Exercise details: For every entry below, retype it exactly as it reads.
*** Opening Data in this exercise ***
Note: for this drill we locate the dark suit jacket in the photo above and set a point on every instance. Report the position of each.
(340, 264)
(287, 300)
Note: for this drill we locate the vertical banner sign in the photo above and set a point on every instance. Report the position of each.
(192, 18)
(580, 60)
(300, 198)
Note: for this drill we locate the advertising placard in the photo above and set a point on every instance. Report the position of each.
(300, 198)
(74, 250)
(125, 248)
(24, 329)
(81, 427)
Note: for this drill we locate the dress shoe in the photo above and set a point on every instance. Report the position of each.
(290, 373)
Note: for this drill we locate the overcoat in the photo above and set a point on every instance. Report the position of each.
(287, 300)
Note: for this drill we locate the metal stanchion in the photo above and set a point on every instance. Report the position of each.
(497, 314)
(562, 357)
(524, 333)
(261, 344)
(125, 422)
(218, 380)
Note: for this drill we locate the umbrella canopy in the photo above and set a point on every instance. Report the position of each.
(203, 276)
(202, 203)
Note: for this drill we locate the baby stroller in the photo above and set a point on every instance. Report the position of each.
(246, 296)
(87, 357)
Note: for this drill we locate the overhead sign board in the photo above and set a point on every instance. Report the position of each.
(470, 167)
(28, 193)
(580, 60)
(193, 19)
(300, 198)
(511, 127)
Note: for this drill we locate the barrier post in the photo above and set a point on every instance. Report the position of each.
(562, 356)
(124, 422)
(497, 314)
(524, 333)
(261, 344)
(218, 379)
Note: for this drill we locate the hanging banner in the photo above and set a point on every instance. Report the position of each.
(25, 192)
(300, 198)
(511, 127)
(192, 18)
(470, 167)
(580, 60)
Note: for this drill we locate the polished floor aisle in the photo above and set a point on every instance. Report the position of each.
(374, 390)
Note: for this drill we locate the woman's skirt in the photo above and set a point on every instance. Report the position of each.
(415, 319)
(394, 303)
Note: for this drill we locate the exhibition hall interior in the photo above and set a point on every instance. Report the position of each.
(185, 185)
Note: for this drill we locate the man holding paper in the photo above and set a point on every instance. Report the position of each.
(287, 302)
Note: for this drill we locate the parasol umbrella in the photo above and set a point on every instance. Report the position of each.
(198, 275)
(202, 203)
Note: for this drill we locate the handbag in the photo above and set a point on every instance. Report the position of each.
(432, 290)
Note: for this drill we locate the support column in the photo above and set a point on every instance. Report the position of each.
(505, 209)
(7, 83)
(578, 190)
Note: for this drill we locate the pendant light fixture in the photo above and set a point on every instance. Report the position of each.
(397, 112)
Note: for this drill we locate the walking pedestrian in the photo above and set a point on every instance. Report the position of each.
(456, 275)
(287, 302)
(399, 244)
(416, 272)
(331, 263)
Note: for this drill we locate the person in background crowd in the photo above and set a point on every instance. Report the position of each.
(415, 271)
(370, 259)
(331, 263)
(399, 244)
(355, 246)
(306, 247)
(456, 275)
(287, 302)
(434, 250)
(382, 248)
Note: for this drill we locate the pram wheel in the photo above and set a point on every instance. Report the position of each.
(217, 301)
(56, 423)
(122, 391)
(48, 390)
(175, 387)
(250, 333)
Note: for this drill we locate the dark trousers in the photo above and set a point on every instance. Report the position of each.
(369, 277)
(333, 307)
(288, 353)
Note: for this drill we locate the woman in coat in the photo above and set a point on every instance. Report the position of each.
*** Closing Data in this exercise ***
Response box:
Note: for this drill we locate the dark suit jacket in the photo above and set a point on every instance. Report the position of each.
(340, 264)
(287, 300)
Note: for this drill we locate the vertical banner sign in the photo above and set a point on every instance. Report the position of each.
(192, 18)
(580, 60)
(300, 198)
Note: for this drill we locate the advertising placard in the photo above and set a point on every instance. Report the position of each.
(300, 198)
(74, 250)
(125, 248)
(24, 329)
(81, 427)
Note: for this drill we locate the dress shoe in the photo above and set a point on every instance. Report the position of each.
(290, 373)
Note: for this drill we locate the overcoat in the photo above and set a point on every instance. Report the position of each.
(287, 300)
Note: for this drill we locate the metal stanchion in the photo above and set a point on every instance. Report the position of each.
(497, 314)
(562, 357)
(524, 333)
(261, 344)
(125, 422)
(218, 380)
Note: for this drill we locate the umbrella canopy in the photo above and set a point on every instance. Report the position of each.
(203, 276)
(202, 203)
Note: for this drill we locate the baby stroller in the photo above and set a point on every instance. Report the position of each.
(246, 296)
(87, 357)
Note: for this drill we locate the overhead sign board in the photo above and set a point on every instance. Report the position of each.
(470, 167)
(28, 193)
(580, 60)
(193, 19)
(300, 198)
(511, 127)
Note: for this drill we locate the barrier post in the photo above and set a point on every instance. Report the position of each.
(562, 356)
(124, 422)
(497, 314)
(524, 333)
(261, 344)
(218, 379)
Note: for this drill we locate the hanging banner in the photo above and set a point on every instance. Report the position of each.
(25, 192)
(300, 198)
(511, 127)
(192, 18)
(470, 167)
(580, 60)
Note: for this drill we locate the polished floor aisle in the photo above and set a point on every instance. Report the position of each.
(374, 390)
Note: for this drill we locate the woman's skirt in the photo above and set a point on every instance. Report the position of each.
(415, 319)
(394, 303)
Note: for this drill we locate the exhibition hall interior in the photo above and set a point on every instance. Report the position of each.
(185, 185)
Note: for this drill we locate the man holding paper in the photo above and set a point on every instance. Report the position of each.
(287, 302)
Note: for this drill we locate the parasol umbrella in the photo above and set a point on every instance. Report the position of each.
(198, 275)
(202, 203)
Note: for this drill we locate the handbag in the photo above and set a point on every instance. Report the position of each.
(432, 290)
Note: for this drill we locate the support column in the photo above and set a point on every instance. Report the position of each.
(505, 209)
(7, 83)
(578, 190)
Note: for this drill we locate the pendant light fixture in the photo above and set a point on every instance. Report the position of each.
(397, 112)
Note: for this drill we locate the walking pedestrian in the photo above and set a point on every instance. Report the position of each.
(456, 275)
(287, 302)
(399, 244)
(416, 272)
(331, 263)
Note: for this drill we locate the person in background crowd in the photo above and set a point on every instance. Report the position of each.
(415, 271)
(370, 259)
(331, 263)
(399, 244)
(355, 246)
(306, 247)
(456, 275)
(287, 302)
(434, 250)
(382, 248)
Note: for this drill we locate the pram wheel in the photo above and set a point on every instance. Report the position of each.
(217, 301)
(56, 423)
(122, 391)
(48, 390)
(175, 387)
(250, 333)
Note: for this drill we locate the dark trousers in the photo above and set a point on every instance. Report the position of each.
(369, 277)
(333, 307)
(288, 353)
Note: for this drill we locate the woman in coat in the photo above and set a point on every instance. Report the position of each.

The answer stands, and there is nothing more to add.